▶ _Lista de tarefas_
1. Indique se cada afirmação concorda com a crítica de Potiche abaixo, respondendo sim ou não e citando as palavras que decidem: (a) o filme começa com Catherine Deneuve fazendo jogging num parque; (b) durante os créditos iniciais, a tela aparece inteira, sem divisões; (c) o tom de farsa aparece só no começo do filme.
2. Segundo a crítica de Potiche abaixo, por que a expressão exagerada de Catherine Deneuve no início já dá o tom do filme? Explique em até três frases.
3. Que animais a personagem de Catherine Deneuve vê no mato, de acordo com a crítica de Potiche abaixo?

▶ _Página_
Potiche – Esposa Troféu / Potiche

Nota: ★★★☆

Potiche é uma deliciosa gozação com um monte de temas sérios: capitalismo, luta de classes, patrões x trabalhadores, política partidária, machismo, dominação das mulheres pelos homens, vida em família, infidelidade conjugal. É um filme que definitivamente não leva nada a sério – muito menos a si próprio.

Apesar disso, no entanto, faz uma gostosa e firme defesa do feminismo, da força das mulheres.

Uma maravilha, uma delícia.

É uma farsa. Passa a anos-luz do realismo, do naturalismo

A melhor qualificação para Potiche, fico pensando, é farsa. François Ozon, um realizador estilista, cheio de estilo, faz questão de deixar claro, desde as primeiras seqüências, que seu filme passa o mais longe possível do realismo, do naturalismo.

O filme abre com Catherine Deneuve correndo, fazendo jogging, num parque, um lugar belíssimo, vegetação densa, abundante. Ela corre ao longo dos créditos iniciais, em que Ozon divide a tela em vários quadros, brinca de split screen. Quando os créditos iniciais terminam, La Deneuve faz uma exagerada expressão de espanto encantado, ou encantamento espantado: acaba de ver um belo veadinho no mato. Depois um esquilo.

A expressão exagerada da maravilhosa atriz já dá o tom: atenção, senhores espectadores, o que virá a seguir não é uma narrativa comprometida com o realismo – é uma farsa.

O tom de farsa estará presente ao longo de toda a narrativa.

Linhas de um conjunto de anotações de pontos
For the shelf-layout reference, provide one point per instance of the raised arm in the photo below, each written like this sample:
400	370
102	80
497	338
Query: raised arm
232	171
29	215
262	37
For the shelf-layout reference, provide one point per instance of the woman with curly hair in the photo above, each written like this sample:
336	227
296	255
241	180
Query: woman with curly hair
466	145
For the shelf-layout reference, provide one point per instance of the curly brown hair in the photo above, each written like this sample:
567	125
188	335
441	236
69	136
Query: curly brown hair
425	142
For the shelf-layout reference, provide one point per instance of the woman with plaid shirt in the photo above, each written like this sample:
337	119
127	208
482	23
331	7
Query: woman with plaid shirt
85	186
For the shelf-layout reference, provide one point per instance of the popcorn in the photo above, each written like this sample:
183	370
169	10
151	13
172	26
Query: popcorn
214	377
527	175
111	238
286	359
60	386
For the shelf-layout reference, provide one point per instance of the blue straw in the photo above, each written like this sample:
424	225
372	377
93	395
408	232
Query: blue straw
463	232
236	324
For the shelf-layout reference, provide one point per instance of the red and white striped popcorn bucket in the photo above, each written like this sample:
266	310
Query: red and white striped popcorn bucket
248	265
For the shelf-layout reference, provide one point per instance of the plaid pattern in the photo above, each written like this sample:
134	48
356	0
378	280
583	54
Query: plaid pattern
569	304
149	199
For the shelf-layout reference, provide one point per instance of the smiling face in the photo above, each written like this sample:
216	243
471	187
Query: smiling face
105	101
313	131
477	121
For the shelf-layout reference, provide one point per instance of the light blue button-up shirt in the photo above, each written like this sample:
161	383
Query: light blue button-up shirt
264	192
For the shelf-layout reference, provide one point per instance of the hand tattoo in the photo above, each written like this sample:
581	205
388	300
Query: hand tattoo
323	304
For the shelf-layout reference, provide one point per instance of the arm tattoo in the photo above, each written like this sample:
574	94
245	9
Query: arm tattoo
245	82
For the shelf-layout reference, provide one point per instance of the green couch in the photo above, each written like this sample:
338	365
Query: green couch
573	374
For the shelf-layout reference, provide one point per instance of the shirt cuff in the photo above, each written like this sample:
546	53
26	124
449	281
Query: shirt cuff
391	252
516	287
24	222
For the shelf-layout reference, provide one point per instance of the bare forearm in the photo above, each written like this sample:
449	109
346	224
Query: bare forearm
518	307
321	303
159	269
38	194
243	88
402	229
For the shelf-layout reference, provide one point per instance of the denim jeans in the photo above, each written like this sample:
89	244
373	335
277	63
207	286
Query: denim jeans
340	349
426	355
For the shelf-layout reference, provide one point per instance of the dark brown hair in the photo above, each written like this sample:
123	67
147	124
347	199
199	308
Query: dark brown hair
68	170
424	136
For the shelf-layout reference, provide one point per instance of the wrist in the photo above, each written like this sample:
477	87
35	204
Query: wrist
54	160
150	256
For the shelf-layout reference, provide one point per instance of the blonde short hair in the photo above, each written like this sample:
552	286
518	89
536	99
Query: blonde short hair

▶ _Soluções_
1.
(a) Sim: "O filme abre com Catherine Deneuve correndo, fazendo jogging, num parque".
(b) Não: "Ozon divide a tela em vários quadros, brinca de split screen".
(c) Não: "O tom de farsa estará presente ao longo de toda a narrativa".

2. A expressão exagerada avisa ao espectador que o que vem a seguir não é uma narrativa comprometida com o realismo. Ela anuncia que o filme é uma farsa.

3. Um veadinho e, depois, um esquilo.